Extracted records
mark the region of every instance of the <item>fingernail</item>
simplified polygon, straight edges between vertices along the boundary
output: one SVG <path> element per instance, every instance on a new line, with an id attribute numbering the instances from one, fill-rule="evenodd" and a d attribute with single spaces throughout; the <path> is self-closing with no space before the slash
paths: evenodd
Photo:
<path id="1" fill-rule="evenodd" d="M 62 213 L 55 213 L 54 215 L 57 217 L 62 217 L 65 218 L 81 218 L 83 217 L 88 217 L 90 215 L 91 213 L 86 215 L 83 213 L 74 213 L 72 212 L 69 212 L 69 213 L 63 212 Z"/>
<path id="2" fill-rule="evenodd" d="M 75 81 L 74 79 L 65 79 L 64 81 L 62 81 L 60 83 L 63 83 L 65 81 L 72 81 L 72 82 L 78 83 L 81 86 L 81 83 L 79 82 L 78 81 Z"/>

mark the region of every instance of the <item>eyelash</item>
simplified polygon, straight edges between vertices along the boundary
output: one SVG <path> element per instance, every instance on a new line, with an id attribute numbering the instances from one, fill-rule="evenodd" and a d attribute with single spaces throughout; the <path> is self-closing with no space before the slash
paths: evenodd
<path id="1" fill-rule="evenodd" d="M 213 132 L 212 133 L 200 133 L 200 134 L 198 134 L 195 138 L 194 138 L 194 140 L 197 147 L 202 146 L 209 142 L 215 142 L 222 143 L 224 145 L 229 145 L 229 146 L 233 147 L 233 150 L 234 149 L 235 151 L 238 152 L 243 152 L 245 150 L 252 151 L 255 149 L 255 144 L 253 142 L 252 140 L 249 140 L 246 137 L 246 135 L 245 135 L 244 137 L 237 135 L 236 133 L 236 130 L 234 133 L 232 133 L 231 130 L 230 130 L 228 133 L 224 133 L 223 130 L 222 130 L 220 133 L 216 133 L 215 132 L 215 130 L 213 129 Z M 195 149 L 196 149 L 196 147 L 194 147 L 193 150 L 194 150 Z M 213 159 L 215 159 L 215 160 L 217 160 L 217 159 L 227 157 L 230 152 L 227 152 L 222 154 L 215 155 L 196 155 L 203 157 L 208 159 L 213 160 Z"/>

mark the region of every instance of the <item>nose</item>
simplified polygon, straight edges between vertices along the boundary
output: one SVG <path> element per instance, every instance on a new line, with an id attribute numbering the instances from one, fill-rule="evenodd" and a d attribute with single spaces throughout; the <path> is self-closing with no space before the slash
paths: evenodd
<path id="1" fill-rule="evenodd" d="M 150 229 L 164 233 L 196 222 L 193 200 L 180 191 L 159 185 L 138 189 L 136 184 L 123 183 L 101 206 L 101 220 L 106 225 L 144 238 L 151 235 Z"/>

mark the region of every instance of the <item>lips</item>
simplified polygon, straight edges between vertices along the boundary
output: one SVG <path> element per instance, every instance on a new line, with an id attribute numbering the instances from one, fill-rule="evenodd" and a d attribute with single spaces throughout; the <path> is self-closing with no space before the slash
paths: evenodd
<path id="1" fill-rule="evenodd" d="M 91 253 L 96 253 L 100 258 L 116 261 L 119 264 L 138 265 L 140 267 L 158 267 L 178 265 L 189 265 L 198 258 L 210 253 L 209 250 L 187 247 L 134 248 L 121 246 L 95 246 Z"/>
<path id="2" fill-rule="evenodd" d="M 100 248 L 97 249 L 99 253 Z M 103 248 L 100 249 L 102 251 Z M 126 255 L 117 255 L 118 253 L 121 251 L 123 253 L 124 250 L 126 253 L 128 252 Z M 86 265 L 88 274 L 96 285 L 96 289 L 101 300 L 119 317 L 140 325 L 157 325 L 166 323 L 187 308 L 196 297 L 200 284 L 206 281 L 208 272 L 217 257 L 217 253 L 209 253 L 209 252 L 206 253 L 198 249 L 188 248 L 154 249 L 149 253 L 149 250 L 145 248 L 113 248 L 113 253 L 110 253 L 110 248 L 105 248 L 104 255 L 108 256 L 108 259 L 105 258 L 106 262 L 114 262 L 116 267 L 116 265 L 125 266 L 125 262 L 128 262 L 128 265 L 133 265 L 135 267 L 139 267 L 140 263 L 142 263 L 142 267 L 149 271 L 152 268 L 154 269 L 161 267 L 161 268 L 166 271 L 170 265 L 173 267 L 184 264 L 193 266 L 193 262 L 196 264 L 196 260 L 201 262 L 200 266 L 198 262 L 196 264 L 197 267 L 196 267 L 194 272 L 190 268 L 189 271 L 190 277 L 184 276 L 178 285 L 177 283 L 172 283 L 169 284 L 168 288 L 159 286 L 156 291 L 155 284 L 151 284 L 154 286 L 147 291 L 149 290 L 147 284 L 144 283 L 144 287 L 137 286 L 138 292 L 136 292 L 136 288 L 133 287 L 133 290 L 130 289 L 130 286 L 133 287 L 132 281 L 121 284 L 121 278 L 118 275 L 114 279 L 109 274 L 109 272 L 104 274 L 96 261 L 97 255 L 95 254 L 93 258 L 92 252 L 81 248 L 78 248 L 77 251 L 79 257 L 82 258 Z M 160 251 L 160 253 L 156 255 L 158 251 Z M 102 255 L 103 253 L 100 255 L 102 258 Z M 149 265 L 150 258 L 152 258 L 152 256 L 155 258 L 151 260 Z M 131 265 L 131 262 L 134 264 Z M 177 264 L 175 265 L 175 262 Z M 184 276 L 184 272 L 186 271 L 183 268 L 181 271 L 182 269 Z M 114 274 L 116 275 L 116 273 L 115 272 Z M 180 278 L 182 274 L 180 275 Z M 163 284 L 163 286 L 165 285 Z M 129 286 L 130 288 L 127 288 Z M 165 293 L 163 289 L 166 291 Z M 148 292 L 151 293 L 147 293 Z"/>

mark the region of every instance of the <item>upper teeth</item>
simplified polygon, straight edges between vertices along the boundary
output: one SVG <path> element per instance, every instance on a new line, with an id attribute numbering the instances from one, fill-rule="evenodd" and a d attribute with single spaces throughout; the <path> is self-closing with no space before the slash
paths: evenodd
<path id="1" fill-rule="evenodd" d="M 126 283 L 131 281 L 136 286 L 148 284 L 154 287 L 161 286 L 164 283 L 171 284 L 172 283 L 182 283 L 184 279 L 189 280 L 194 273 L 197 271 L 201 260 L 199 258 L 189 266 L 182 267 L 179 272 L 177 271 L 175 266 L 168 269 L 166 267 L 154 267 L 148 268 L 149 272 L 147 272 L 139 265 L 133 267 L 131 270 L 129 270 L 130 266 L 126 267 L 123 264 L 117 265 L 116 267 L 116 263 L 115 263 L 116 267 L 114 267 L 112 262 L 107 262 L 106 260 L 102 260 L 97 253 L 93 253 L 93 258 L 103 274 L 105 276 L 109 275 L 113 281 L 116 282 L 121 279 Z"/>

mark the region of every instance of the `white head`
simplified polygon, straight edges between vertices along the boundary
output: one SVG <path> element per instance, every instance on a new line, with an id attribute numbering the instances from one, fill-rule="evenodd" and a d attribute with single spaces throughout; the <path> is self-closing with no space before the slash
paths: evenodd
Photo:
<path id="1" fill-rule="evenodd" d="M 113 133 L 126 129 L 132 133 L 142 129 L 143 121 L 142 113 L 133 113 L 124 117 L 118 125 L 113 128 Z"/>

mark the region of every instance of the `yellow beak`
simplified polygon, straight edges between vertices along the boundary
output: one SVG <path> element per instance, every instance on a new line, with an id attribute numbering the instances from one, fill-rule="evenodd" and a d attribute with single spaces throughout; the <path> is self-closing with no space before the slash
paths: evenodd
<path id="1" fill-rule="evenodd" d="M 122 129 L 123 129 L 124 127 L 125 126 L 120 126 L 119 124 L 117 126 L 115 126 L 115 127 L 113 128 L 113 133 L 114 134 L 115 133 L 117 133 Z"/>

• Request
Copy every line exactly. Leave nothing out.

• Final result
mark the region of every instance of the <item>fingernail</item>
simplified polygon, straight edges between vertices along the boundary
output: one SVG <path> element per instance, every instance on a new line, with an id attribute numbering the instances from one, fill-rule="evenodd" and a d attribute with single spaces throughout; the <path> is self-closing with no space before the slash
paths: evenodd
Photo:
<path id="1" fill-rule="evenodd" d="M 62 213 L 55 213 L 54 215 L 57 217 L 62 217 L 65 218 L 81 218 L 83 217 L 88 217 L 90 215 L 91 213 L 86 215 L 83 213 L 74 213 L 72 212 L 69 212 L 69 213 L 63 212 Z"/>
<path id="2" fill-rule="evenodd" d="M 75 81 L 74 79 L 65 79 L 64 81 L 62 81 L 60 83 L 63 83 L 65 81 L 72 81 L 72 82 L 78 83 L 81 86 L 81 83 L 79 82 L 78 81 Z"/>

mark the region of every instance of the <item>eyelash</item>
simplified polygon, straight edges between vertices along the boundary
output: one SVG <path> element per instance, every instance on a new line, with an id attribute numbering the instances from one, fill-rule="evenodd" and a d attribute with single spaces throughout; the <path> is self-closing with no space before the slash
paths: evenodd
<path id="1" fill-rule="evenodd" d="M 213 132 L 212 133 L 200 133 L 200 134 L 198 134 L 195 138 L 194 138 L 194 140 L 197 147 L 202 146 L 209 142 L 215 142 L 222 143 L 224 145 L 229 145 L 229 146 L 233 147 L 233 150 L 234 149 L 235 151 L 238 152 L 243 152 L 245 150 L 252 151 L 255 149 L 255 144 L 253 142 L 252 140 L 249 140 L 246 137 L 246 135 L 245 135 L 244 137 L 237 135 L 236 133 L 236 130 L 234 133 L 232 133 L 231 130 L 230 130 L 228 133 L 224 133 L 223 130 L 222 130 L 220 133 L 216 133 L 215 132 L 215 130 L 213 129 Z M 195 149 L 196 149 L 196 147 L 194 147 L 193 150 L 194 150 Z M 213 159 L 215 159 L 215 160 L 217 160 L 217 159 L 227 157 L 230 152 L 227 152 L 222 154 L 215 155 L 196 155 L 203 157 L 208 159 L 213 160 Z"/>

mark the region of every instance of the <item>nose</item>
simplified polygon, straight edges between vertices along the boundary
output: one SVG <path> element per instance, every instance on a new line, with an id attribute numbering the instances from one, fill-rule="evenodd" and a d attribute with single spaces throughout; the <path> is self-closing with no space before the slash
paths: evenodd
<path id="1" fill-rule="evenodd" d="M 150 229 L 164 233 L 196 222 L 193 200 L 180 191 L 159 185 L 138 189 L 136 184 L 123 183 L 101 206 L 101 220 L 106 225 L 144 238 L 151 235 Z"/>

mark the region of every instance of the <item>lips</item>
simplified polygon, straight edges between vertices along the boundary
output: one SVG <path> element per instance, every instance on a new line, with an id attribute numbering the instances from one, fill-rule="evenodd" and a d attribute with single spaces throughout; the <path> is self-closing with no space before the slash
paths: evenodd
<path id="1" fill-rule="evenodd" d="M 91 253 L 96 253 L 100 258 L 116 261 L 119 264 L 138 265 L 140 267 L 158 267 L 178 265 L 189 265 L 198 258 L 210 253 L 209 250 L 187 247 L 134 248 L 121 246 L 95 246 Z"/>
<path id="2" fill-rule="evenodd" d="M 100 248 L 97 249 L 99 253 Z M 103 248 L 100 249 L 102 251 Z M 126 255 L 117 255 L 118 253 L 121 251 L 123 253 L 124 250 L 126 253 L 128 252 Z M 86 265 L 88 274 L 96 285 L 96 289 L 101 300 L 119 317 L 140 325 L 157 325 L 166 323 L 187 308 L 196 297 L 200 284 L 206 281 L 208 272 L 217 257 L 217 253 L 209 253 L 209 252 L 206 253 L 198 249 L 188 248 L 154 249 L 149 253 L 149 250 L 145 248 L 113 248 L 113 253 L 110 253 L 110 248 L 105 248 L 104 255 L 108 256 L 108 259 L 105 258 L 106 262 L 114 262 L 116 267 L 116 265 L 125 266 L 125 262 L 128 262 L 128 265 L 133 265 L 135 267 L 139 267 L 140 263 L 142 263 L 142 267 L 149 271 L 152 268 L 154 269 L 161 267 L 161 268 L 166 271 L 170 265 L 173 267 L 184 264 L 193 266 L 193 262 L 196 264 L 196 260 L 201 262 L 200 266 L 198 262 L 196 264 L 197 267 L 196 267 L 194 272 L 190 268 L 189 271 L 190 277 L 184 276 L 178 285 L 177 283 L 172 283 L 169 284 L 168 288 L 159 286 L 156 291 L 155 284 L 151 284 L 154 286 L 147 291 L 149 290 L 147 284 L 144 283 L 144 287 L 137 286 L 138 292 L 136 292 L 136 288 L 133 287 L 133 290 L 130 289 L 130 286 L 133 287 L 132 281 L 121 284 L 121 278 L 118 275 L 114 279 L 109 274 L 109 272 L 104 274 L 96 261 L 97 255 L 95 254 L 93 258 L 92 252 L 81 248 L 78 248 L 77 251 L 79 257 L 82 258 Z M 160 251 L 160 253 L 156 255 L 158 251 Z M 102 255 L 103 253 L 100 255 L 102 258 Z M 149 265 L 150 258 L 152 258 L 152 256 L 155 258 L 151 260 Z M 131 265 L 131 262 L 134 264 Z M 177 264 L 175 265 L 175 262 Z M 184 276 L 184 272 L 186 271 L 183 268 L 181 271 L 182 269 Z M 114 274 L 116 275 L 116 273 L 115 272 Z M 180 278 L 182 274 L 180 275 Z M 163 284 L 163 286 L 165 285 Z M 129 286 L 130 288 L 127 288 Z M 165 293 L 163 289 L 166 291 Z M 148 292 L 151 293 L 147 293 Z"/>

mark the region of every instance of the <item>upper teeth</item>
simplified polygon, straight edges between vertices along the boundary
output: one SVG <path> element per instance, every instance on a new line, with an id attribute numbering the instances from one, fill-rule="evenodd" and a d attribute with single spaces throughout; the <path> is self-closing with no space before the slash
paths: evenodd
<path id="1" fill-rule="evenodd" d="M 126 283 L 131 281 L 136 286 L 148 284 L 154 287 L 161 286 L 164 283 L 171 284 L 172 283 L 182 283 L 184 279 L 189 280 L 194 273 L 197 271 L 201 260 L 199 258 L 189 266 L 182 267 L 179 272 L 177 271 L 175 266 L 168 269 L 166 267 L 154 267 L 148 268 L 149 272 L 147 272 L 139 265 L 133 267 L 131 270 L 129 270 L 130 266 L 126 267 L 123 264 L 117 265 L 116 267 L 116 263 L 115 263 L 116 267 L 114 267 L 112 262 L 107 262 L 106 260 L 102 260 L 97 253 L 93 253 L 93 258 L 103 274 L 105 276 L 109 275 L 113 281 L 116 282 L 121 279 Z"/>

mark the region of every instance of the `white head`
simplified polygon, straight edges between vertices along the boundary
output: one SVG <path> element per instance, every instance on a new line, with an id attribute numbering the instances from one, fill-rule="evenodd" and a d attribute with single spaces throughout; the <path> is self-closing with no space before the slash
paths: evenodd
Photo:
<path id="1" fill-rule="evenodd" d="M 113 133 L 126 129 L 132 133 L 142 129 L 143 121 L 142 113 L 133 113 L 124 117 L 118 125 L 113 128 Z"/>

mark the region of every instance of the `yellow beak`
simplified polygon, straight edges between vertices along the boundary
output: one SVG <path> element per instance, every instance on a new line, with an id attribute numbering the instances from one, fill-rule="evenodd" and a d attribute with single spaces throughout; the <path> is self-closing with no space before the slash
paths: evenodd
<path id="1" fill-rule="evenodd" d="M 122 129 L 123 129 L 124 127 L 125 126 L 120 126 L 119 124 L 117 126 L 115 126 L 115 127 L 113 128 L 113 133 L 114 134 L 115 133 L 117 133 Z"/>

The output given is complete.